= Beginning of Section =
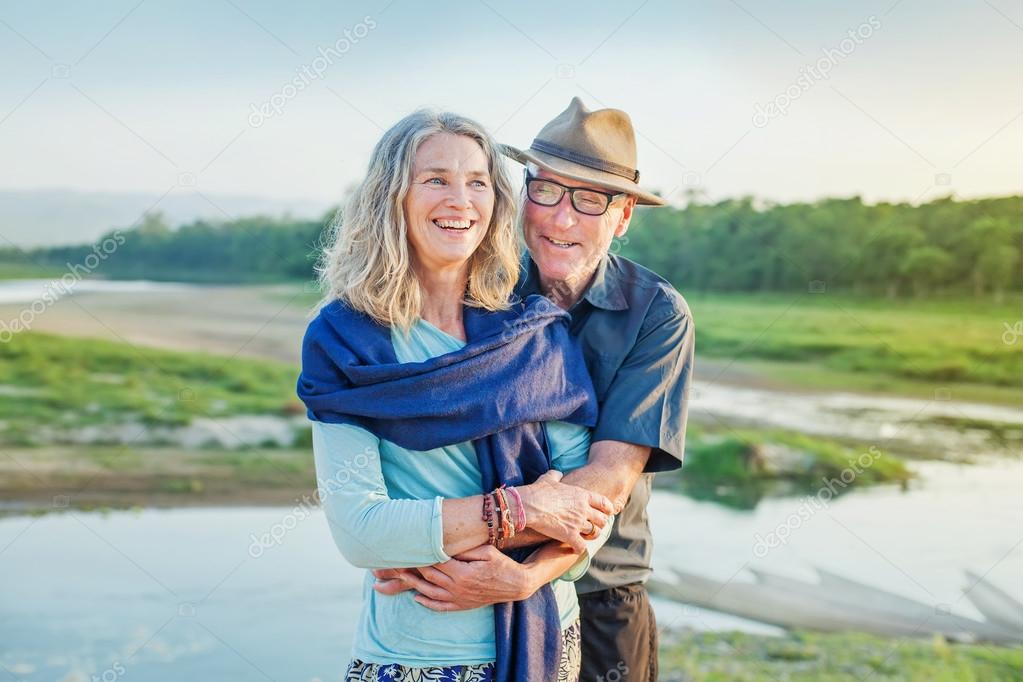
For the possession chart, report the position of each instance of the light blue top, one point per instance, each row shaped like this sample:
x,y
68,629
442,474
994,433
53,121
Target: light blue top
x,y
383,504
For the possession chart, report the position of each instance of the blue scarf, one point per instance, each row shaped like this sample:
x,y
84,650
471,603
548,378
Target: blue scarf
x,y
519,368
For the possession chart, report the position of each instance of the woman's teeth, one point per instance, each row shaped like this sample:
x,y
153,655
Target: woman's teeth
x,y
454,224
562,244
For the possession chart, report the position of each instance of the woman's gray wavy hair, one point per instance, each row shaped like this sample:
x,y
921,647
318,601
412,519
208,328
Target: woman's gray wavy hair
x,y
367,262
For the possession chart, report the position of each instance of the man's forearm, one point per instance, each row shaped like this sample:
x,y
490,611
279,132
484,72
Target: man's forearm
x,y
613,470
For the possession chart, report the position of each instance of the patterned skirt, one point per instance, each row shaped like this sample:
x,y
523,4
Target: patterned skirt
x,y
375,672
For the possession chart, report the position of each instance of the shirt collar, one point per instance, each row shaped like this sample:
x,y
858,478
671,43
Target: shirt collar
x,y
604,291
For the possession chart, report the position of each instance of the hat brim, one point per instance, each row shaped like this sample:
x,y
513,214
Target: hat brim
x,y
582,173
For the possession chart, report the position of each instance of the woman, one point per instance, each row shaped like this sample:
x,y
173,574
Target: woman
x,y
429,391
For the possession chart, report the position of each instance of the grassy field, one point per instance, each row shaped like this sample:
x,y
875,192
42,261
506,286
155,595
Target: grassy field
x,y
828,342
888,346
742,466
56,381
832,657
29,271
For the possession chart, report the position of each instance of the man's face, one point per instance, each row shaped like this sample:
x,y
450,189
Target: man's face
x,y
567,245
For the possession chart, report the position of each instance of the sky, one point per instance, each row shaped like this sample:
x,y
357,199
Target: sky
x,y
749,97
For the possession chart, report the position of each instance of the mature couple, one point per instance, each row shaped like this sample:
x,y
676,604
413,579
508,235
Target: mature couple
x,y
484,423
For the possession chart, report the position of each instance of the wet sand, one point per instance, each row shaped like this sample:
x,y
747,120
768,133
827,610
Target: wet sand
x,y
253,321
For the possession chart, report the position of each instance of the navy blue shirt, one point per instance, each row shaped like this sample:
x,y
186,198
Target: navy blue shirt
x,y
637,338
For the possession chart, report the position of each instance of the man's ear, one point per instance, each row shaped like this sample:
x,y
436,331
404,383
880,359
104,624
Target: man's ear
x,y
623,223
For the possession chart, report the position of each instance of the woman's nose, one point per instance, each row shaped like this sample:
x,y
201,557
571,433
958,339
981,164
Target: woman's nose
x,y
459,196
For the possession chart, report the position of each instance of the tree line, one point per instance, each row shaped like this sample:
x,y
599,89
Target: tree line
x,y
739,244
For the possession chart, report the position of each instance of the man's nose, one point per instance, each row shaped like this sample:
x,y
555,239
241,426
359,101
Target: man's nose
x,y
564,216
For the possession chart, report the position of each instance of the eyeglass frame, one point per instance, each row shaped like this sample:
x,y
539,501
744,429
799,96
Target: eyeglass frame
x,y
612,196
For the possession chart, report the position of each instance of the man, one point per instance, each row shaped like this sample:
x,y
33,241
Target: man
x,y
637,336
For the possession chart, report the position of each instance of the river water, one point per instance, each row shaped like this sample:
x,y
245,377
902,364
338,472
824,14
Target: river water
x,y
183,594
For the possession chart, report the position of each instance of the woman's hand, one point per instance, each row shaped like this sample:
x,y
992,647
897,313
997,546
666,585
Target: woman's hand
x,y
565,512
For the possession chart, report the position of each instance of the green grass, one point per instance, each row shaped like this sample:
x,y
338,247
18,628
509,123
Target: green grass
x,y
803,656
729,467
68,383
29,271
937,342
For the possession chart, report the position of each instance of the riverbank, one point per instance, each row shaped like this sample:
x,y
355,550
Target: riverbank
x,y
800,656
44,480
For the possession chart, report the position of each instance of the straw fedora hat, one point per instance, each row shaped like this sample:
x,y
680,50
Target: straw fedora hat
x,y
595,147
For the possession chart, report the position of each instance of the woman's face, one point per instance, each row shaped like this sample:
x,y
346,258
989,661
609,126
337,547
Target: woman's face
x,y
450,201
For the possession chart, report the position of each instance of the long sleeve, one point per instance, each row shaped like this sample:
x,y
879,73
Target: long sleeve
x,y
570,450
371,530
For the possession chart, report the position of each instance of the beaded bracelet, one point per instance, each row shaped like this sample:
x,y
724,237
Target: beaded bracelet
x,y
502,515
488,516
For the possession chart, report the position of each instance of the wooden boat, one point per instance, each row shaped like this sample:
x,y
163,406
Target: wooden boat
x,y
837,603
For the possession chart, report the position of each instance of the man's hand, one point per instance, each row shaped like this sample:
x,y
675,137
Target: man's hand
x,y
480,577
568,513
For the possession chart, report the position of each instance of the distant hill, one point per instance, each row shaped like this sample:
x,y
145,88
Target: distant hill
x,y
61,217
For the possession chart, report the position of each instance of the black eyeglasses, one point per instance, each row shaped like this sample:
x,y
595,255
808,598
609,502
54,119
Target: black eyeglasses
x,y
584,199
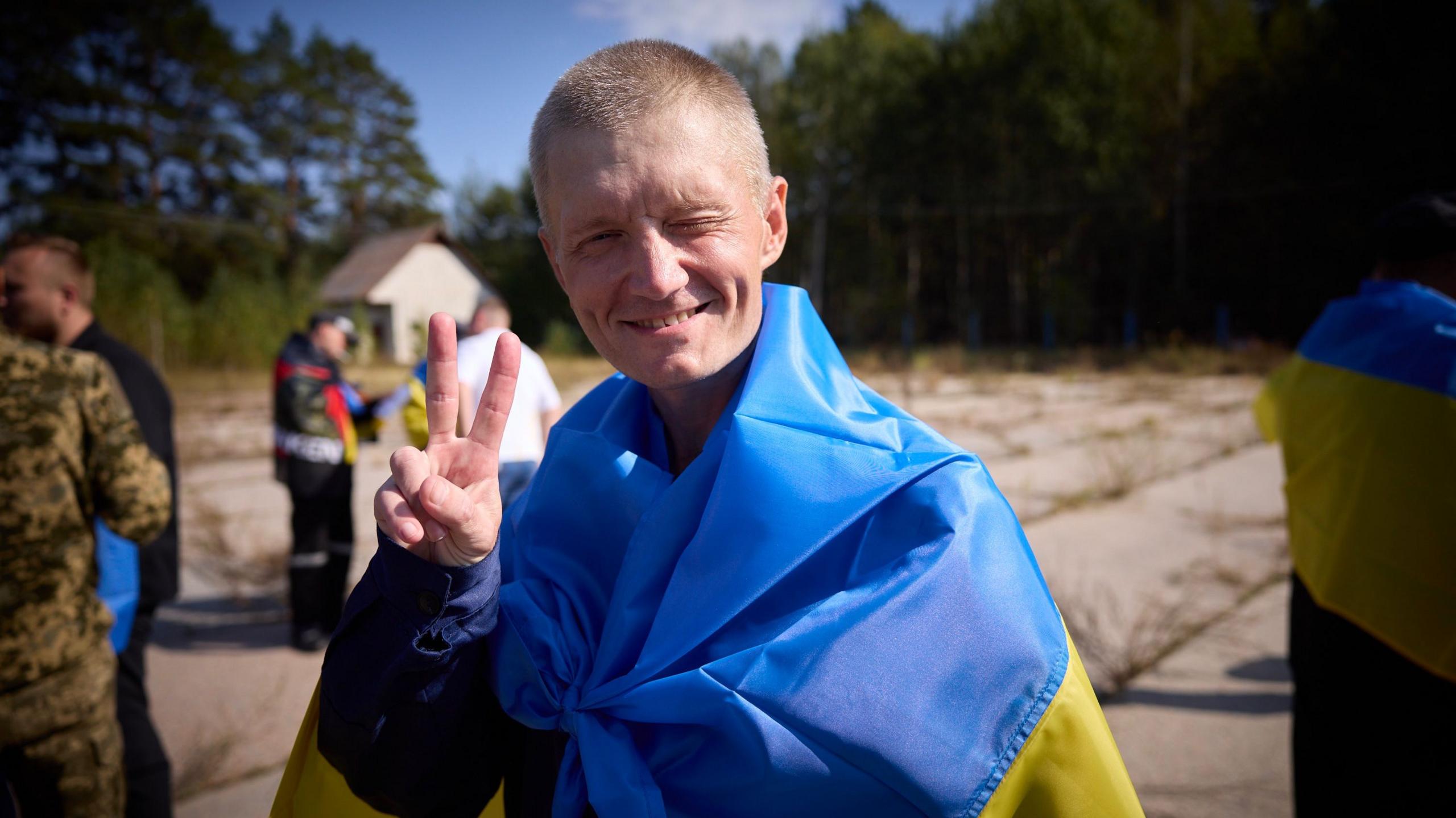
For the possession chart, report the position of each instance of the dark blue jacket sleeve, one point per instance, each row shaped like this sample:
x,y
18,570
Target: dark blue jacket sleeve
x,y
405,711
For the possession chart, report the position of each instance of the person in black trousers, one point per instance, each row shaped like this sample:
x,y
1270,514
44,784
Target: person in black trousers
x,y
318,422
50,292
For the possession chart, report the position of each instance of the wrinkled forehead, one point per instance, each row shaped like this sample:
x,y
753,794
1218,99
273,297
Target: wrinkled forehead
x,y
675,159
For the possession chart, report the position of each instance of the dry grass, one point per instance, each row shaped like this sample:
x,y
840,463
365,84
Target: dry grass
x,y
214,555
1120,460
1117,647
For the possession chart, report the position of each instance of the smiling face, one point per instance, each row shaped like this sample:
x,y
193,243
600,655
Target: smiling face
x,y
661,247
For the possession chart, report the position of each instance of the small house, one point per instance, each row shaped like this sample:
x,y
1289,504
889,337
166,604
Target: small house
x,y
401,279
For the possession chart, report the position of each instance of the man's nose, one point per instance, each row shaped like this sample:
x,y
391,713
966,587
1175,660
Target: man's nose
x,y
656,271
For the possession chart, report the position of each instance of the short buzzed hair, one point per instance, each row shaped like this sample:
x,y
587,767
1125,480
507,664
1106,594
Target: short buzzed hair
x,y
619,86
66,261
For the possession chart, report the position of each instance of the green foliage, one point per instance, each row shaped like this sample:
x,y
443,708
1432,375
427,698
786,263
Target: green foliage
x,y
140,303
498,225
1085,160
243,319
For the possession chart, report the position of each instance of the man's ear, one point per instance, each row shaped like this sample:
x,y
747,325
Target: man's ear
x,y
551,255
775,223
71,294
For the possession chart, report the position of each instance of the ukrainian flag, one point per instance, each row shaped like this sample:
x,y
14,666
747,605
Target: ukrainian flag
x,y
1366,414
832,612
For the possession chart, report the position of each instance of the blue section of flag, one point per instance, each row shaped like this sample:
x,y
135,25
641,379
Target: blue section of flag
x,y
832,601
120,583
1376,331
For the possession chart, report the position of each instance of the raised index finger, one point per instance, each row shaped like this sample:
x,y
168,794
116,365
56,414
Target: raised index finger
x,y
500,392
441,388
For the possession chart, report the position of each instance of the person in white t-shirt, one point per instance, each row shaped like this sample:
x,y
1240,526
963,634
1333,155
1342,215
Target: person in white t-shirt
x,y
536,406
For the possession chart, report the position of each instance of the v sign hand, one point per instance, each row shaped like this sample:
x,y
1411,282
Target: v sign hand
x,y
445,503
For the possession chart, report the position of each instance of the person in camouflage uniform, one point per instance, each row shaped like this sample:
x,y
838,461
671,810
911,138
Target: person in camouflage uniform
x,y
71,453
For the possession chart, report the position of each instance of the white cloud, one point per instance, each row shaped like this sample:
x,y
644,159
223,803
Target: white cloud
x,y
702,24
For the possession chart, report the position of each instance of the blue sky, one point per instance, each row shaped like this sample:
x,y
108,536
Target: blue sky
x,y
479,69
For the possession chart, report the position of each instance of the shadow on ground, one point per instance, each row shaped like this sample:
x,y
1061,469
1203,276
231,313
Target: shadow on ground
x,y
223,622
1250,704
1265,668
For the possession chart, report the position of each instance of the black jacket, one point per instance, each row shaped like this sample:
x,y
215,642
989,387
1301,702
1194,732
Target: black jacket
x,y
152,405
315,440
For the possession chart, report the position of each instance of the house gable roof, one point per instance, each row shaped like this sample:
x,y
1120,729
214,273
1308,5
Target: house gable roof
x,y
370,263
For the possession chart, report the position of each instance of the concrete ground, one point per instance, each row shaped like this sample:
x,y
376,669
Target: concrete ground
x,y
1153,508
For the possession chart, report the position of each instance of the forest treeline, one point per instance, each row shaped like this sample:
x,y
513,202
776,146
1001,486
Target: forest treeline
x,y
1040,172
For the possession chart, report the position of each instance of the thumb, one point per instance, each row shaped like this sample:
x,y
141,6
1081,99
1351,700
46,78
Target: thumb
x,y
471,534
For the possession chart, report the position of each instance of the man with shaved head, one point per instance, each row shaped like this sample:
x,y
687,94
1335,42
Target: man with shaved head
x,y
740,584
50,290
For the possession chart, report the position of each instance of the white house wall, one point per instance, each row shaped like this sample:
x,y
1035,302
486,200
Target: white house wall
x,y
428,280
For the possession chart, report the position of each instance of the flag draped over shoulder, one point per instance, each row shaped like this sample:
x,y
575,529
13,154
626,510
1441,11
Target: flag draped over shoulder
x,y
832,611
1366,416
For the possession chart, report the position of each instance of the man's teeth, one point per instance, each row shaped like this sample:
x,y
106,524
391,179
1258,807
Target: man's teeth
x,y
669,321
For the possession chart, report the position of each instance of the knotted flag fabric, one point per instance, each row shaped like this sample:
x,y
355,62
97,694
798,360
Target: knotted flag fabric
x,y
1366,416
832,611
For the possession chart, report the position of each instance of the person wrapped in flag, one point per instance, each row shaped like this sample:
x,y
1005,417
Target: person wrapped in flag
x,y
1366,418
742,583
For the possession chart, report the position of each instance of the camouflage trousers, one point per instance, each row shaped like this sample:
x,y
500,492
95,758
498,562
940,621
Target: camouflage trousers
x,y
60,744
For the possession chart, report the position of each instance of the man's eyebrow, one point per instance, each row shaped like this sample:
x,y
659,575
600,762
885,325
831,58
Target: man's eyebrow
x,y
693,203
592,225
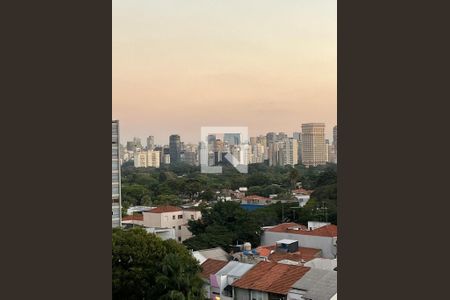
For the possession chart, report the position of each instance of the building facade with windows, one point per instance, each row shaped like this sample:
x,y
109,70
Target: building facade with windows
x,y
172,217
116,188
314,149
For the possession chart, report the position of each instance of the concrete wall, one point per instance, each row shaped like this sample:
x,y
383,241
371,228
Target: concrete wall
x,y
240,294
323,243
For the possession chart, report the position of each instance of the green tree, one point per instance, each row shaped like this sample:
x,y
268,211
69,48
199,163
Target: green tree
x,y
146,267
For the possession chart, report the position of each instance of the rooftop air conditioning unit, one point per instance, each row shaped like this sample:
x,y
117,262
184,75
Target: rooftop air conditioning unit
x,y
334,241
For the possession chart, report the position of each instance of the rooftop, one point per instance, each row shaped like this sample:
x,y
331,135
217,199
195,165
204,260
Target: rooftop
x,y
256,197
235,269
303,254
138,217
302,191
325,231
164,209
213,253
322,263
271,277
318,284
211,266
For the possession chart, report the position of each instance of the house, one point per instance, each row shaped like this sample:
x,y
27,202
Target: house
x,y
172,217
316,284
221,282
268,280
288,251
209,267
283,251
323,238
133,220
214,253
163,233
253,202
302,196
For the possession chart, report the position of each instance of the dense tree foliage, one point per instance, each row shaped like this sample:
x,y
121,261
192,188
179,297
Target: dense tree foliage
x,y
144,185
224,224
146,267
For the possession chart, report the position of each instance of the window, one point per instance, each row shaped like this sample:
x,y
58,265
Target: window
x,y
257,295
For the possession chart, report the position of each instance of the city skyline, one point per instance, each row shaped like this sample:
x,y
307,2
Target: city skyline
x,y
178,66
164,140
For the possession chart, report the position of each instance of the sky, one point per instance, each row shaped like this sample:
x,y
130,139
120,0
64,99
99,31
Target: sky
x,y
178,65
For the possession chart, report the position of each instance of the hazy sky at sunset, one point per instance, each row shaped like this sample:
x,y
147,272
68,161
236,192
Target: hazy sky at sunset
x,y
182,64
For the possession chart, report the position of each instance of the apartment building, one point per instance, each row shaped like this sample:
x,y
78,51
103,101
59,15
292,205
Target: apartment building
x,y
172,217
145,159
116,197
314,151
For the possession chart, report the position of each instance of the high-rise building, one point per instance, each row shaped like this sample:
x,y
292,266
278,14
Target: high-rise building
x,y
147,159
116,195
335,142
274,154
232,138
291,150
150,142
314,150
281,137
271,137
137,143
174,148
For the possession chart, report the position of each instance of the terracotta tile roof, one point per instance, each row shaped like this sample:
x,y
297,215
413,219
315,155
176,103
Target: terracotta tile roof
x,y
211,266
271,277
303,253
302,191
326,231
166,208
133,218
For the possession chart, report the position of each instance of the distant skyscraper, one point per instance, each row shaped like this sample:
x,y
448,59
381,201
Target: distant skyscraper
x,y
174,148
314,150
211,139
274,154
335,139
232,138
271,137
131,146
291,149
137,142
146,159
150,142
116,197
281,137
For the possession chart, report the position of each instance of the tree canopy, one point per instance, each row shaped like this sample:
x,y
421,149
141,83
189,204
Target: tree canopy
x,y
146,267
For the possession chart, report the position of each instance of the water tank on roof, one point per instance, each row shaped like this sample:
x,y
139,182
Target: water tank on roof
= End of Section =
- **TASK TO COMPLETE**
Give the number of lines in the data that contain the string "tank", and nothing else.

- **ANSWER TO THIS EXERCISE**
2